**Rows:**
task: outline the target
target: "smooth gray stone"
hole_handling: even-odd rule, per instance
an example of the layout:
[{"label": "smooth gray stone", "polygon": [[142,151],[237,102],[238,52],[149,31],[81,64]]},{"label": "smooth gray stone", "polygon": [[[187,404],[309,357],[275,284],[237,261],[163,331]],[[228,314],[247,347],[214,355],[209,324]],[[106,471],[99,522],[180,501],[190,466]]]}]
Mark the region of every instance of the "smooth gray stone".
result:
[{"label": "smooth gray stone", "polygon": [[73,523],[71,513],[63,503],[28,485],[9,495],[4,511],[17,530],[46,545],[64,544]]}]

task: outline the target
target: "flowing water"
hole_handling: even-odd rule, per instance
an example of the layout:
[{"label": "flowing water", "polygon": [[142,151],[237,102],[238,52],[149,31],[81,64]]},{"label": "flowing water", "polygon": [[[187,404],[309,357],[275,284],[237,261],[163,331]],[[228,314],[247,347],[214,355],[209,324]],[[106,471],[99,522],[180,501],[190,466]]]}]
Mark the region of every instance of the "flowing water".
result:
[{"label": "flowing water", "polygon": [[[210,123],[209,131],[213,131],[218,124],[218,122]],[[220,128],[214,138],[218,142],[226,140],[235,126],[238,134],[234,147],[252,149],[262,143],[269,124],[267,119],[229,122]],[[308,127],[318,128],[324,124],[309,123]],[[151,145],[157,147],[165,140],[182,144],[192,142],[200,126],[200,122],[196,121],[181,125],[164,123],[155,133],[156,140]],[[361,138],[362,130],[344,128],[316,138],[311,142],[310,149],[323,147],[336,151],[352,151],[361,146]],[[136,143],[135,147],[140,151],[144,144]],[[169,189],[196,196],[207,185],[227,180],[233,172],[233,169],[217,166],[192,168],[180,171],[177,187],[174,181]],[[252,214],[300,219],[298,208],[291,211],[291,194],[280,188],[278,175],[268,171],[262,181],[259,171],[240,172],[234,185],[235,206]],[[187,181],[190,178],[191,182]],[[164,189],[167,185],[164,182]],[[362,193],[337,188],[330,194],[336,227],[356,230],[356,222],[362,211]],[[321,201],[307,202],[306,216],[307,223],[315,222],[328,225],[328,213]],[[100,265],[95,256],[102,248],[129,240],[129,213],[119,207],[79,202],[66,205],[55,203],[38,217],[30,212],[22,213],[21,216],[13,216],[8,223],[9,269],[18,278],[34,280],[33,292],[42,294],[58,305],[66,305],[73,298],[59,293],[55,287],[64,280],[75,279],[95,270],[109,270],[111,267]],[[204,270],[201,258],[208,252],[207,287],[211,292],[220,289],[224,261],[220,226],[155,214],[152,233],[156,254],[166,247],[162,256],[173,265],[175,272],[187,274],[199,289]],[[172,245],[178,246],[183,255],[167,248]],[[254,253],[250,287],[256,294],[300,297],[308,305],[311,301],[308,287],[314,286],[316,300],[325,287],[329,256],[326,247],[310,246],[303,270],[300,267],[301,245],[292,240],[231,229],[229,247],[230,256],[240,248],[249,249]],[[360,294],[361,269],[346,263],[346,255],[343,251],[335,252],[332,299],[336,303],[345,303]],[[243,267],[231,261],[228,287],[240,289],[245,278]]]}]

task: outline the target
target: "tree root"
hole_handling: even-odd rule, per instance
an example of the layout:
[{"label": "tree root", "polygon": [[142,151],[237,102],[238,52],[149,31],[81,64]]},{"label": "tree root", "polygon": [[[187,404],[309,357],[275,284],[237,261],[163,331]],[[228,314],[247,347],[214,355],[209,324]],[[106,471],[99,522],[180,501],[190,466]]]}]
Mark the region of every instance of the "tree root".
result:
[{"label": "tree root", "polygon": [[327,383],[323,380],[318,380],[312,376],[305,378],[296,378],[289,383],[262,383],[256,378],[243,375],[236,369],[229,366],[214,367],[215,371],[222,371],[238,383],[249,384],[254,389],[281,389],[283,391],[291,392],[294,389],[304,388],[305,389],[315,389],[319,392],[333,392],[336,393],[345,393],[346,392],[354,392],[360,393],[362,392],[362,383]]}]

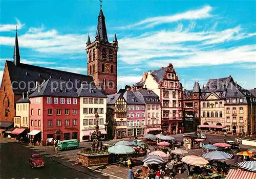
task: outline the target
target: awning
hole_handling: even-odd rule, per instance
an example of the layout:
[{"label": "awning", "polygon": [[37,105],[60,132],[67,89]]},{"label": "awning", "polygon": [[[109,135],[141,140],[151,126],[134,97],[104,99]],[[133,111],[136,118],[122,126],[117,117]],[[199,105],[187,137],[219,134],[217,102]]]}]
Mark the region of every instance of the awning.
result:
[{"label": "awning", "polygon": [[39,130],[33,130],[32,131],[31,131],[31,132],[30,132],[28,134],[30,135],[31,136],[34,136],[34,135],[37,135],[37,134],[38,134],[40,132],[41,132],[41,131],[39,131]]},{"label": "awning", "polygon": [[[106,132],[104,129],[99,129],[102,134],[106,134]],[[88,130],[88,131],[82,131],[83,136],[91,136],[95,130]]]},{"label": "awning", "polygon": [[256,173],[240,170],[230,169],[225,179],[256,179]]},{"label": "awning", "polygon": [[13,125],[13,122],[0,121],[0,127],[9,127],[12,125]]},{"label": "awning", "polygon": [[146,132],[148,132],[151,131],[162,131],[162,129],[160,127],[156,127],[156,128],[147,128],[146,129]]},{"label": "awning", "polygon": [[223,125],[198,125],[199,127],[206,127],[206,128],[225,128],[225,126]]},{"label": "awning", "polygon": [[25,130],[26,130],[26,129],[16,128],[12,132],[12,134],[19,135],[19,134],[22,133]]}]

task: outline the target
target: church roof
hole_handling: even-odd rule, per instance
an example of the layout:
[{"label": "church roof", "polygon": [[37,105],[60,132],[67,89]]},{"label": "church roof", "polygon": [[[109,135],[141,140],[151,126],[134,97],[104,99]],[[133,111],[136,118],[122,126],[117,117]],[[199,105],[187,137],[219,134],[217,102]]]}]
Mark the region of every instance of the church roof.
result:
[{"label": "church roof", "polygon": [[152,90],[142,89],[135,91],[134,94],[139,100],[144,104],[161,104],[159,96]]},{"label": "church roof", "polygon": [[[76,91],[76,88],[80,88],[82,82],[94,84],[93,78],[90,76],[23,63],[16,66],[13,62],[9,61],[6,61],[6,64],[15,93],[20,94],[23,92],[30,91],[30,89],[35,87],[36,81],[41,83],[44,80],[46,81],[49,78],[61,78],[64,81],[71,81],[74,85],[73,88],[75,91]],[[20,83],[21,82],[23,82]],[[77,85],[75,85],[76,82]],[[31,91],[29,92],[31,93]]]}]

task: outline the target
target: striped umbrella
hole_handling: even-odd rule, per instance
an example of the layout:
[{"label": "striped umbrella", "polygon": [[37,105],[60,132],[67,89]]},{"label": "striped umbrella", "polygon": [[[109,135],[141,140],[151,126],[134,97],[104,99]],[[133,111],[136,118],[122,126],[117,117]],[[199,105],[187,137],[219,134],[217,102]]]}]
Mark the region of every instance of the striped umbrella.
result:
[{"label": "striped umbrella", "polygon": [[164,136],[164,135],[162,134],[157,134],[156,135],[156,137],[157,137],[158,138],[159,138],[160,137],[163,137],[163,136]]},{"label": "striped umbrella", "polygon": [[177,155],[183,155],[188,154],[188,151],[181,149],[177,149],[176,150],[172,150],[170,152]]},{"label": "striped umbrella", "polygon": [[205,166],[209,163],[202,157],[197,156],[187,156],[183,157],[181,159],[183,162],[188,165],[194,166]]},{"label": "striped umbrella", "polygon": [[108,149],[110,154],[129,154],[135,152],[134,148],[126,145],[114,145]]},{"label": "striped umbrella", "polygon": [[156,139],[157,138],[155,135],[151,134],[147,134],[144,136],[143,137],[146,139]]},{"label": "striped umbrella", "polygon": [[160,137],[159,138],[161,140],[174,140],[175,138],[173,137],[172,136],[164,136]]},{"label": "striped umbrella", "polygon": [[251,151],[243,151],[237,154],[238,156],[252,156],[253,152]]},{"label": "striped umbrella", "polygon": [[130,142],[125,140],[117,142],[115,144],[115,145],[131,145],[131,144],[132,143]]},{"label": "striped umbrella", "polygon": [[224,161],[231,159],[233,155],[222,151],[212,151],[203,154],[202,157],[205,159],[211,160]]},{"label": "striped umbrella", "polygon": [[170,144],[169,142],[161,142],[157,144],[157,145],[160,146],[168,146],[170,145]]},{"label": "striped umbrella", "polygon": [[219,142],[219,143],[216,143],[214,144],[214,146],[216,146],[216,147],[231,147],[231,145],[226,144],[226,143],[223,143],[223,142]]},{"label": "striped umbrella", "polygon": [[240,162],[238,165],[241,168],[253,172],[256,172],[256,161],[246,161]]},{"label": "striped umbrella", "polygon": [[152,165],[160,164],[166,162],[162,157],[154,155],[147,155],[143,161],[148,164]]},{"label": "striped umbrella", "polygon": [[204,145],[202,147],[203,148],[208,149],[209,150],[217,150],[217,149],[219,148],[218,147],[217,147],[217,146],[214,146],[214,145],[211,145],[211,144]]}]

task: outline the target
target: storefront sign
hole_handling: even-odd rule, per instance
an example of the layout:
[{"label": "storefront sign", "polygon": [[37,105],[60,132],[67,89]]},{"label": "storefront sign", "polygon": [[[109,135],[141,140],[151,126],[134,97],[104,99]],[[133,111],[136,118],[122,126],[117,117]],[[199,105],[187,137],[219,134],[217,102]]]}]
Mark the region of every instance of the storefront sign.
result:
[{"label": "storefront sign", "polygon": [[127,129],[144,128],[145,125],[134,125],[127,126]]}]

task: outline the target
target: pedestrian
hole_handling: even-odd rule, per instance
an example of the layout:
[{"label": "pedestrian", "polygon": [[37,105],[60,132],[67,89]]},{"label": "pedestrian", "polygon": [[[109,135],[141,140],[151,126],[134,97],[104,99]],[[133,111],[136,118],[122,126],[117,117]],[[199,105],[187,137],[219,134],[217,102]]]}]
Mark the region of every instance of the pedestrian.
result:
[{"label": "pedestrian", "polygon": [[127,165],[128,165],[128,167],[130,167],[132,165],[132,162],[131,161],[130,158],[128,158],[128,160],[127,160]]},{"label": "pedestrian", "polygon": [[130,166],[130,169],[128,170],[128,178],[129,179],[134,179],[134,173],[133,171],[133,168]]}]

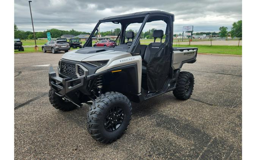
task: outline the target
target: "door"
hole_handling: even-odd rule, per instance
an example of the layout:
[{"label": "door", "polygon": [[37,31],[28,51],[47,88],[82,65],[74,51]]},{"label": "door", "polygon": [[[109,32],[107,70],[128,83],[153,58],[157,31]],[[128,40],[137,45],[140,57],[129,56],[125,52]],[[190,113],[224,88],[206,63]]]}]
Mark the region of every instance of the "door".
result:
[{"label": "door", "polygon": [[53,46],[55,45],[55,42],[53,42],[53,41],[52,41],[51,42],[50,42],[50,45],[49,45],[49,49],[50,50],[52,50],[52,48],[53,47]]},{"label": "door", "polygon": [[49,50],[49,45],[50,44],[50,41],[49,41],[46,42],[46,45],[45,46],[44,48],[46,50]]}]

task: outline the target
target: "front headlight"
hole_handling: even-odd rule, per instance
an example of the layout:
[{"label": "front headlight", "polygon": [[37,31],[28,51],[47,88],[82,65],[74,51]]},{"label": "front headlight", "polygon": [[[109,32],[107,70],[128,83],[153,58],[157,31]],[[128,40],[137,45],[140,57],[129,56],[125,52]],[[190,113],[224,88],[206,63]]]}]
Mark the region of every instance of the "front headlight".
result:
[{"label": "front headlight", "polygon": [[91,61],[90,62],[86,62],[86,63],[96,67],[99,67],[106,64],[108,61],[108,60],[107,60],[104,61]]}]

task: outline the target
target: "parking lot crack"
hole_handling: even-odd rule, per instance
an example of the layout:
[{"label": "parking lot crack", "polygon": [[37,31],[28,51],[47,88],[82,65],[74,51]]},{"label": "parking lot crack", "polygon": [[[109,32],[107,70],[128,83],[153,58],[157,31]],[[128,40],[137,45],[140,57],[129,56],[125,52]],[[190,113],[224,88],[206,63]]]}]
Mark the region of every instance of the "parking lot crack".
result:
[{"label": "parking lot crack", "polygon": [[20,75],[20,74],[21,74],[22,73],[22,72],[21,72],[21,71],[19,71],[19,72],[18,72],[18,74],[15,75],[14,76],[14,77],[16,77],[17,76],[19,76],[19,75]]},{"label": "parking lot crack", "polygon": [[44,96],[45,96],[47,95],[48,94],[48,92],[47,93],[45,93],[39,95],[39,96],[38,96],[37,97],[35,97],[34,98],[33,98],[33,99],[31,99],[30,100],[28,100],[25,103],[23,103],[23,104],[21,104],[15,107],[14,107],[14,110],[16,110],[16,109],[19,108],[20,108],[22,107],[23,107],[25,105],[27,105],[27,104],[35,101],[35,100],[36,100],[38,99],[39,99],[40,98],[41,98],[41,97],[42,97]]},{"label": "parking lot crack", "polygon": [[197,158],[197,159],[199,160],[200,159],[200,158],[201,158],[201,157],[202,156],[202,155],[203,154],[203,153],[208,149],[208,147],[209,146],[210,146],[210,144],[214,140],[215,138],[217,136],[215,136],[214,137],[213,137],[210,141],[209,143],[207,144],[206,147],[204,148],[204,149],[202,151],[202,152],[200,153],[200,154],[199,155],[199,156],[198,156],[198,157]]},{"label": "parking lot crack", "polygon": [[232,75],[233,76],[237,76],[237,77],[242,77],[242,75],[236,75],[235,74],[226,74],[225,73],[218,73],[218,72],[207,72],[207,71],[196,71],[196,70],[191,70],[190,69],[185,69],[187,71],[196,71],[196,72],[205,72],[205,73],[214,73],[215,74],[223,74],[223,75]]},{"label": "parking lot crack", "polygon": [[195,99],[193,98],[190,97],[190,99],[192,99],[194,100],[195,100],[196,101],[199,102],[201,102],[201,103],[203,103],[204,104],[207,104],[207,105],[210,105],[211,106],[215,106],[215,105],[214,105],[214,104],[209,104],[209,103],[207,103],[207,102],[204,102],[204,101],[202,101],[201,100],[199,100],[197,99]]}]

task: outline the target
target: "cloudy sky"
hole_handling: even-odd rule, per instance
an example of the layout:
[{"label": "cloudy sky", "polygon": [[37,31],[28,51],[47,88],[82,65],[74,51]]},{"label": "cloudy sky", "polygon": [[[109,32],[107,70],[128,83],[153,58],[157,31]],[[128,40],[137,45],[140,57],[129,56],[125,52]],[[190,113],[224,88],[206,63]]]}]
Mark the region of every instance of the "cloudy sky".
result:
[{"label": "cloudy sky", "polygon": [[[28,0],[15,0],[14,22],[31,22]],[[73,28],[90,32],[100,19],[136,12],[160,10],[174,14],[174,33],[182,32],[183,26],[194,25],[194,32],[218,31],[222,26],[229,30],[232,23],[242,19],[242,0],[32,0],[31,7],[35,31],[55,28]],[[90,22],[86,23],[56,23]],[[31,24],[16,24],[19,30],[31,31]],[[129,26],[137,29],[136,25]],[[101,26],[102,31],[115,28],[113,25]],[[145,30],[161,29],[160,22],[148,25]]]}]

**What to produce:** Please count the lines in the items above that contain the word "Mark", and reply with only that number.

**Output for this task:** 12